▶ _What is needed_: Write out each entry, exactly the way it appears.

━━━━━━━━━━━━━━━━━━━━

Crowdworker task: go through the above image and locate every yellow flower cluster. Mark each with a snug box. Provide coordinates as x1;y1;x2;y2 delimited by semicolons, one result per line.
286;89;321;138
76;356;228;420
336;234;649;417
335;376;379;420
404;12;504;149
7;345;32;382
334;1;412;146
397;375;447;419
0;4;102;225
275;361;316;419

━━━━━━━━━━━━━━━━━━━━

▶ _Problem solution_:
Crowdworker task: go through the above image and locate every yellow flower cluster. Mark each with a snug box. Provide coordinates as x1;y1;x2;y2 delimited by semicolons, one result per line.
286;89;321;138
76;356;228;420
336;234;649;417
335;376;379;420
404;12;504;149
7;345;32;382
334;1;412;146
397;375;447;419
0;4;102;225
275;361;316;419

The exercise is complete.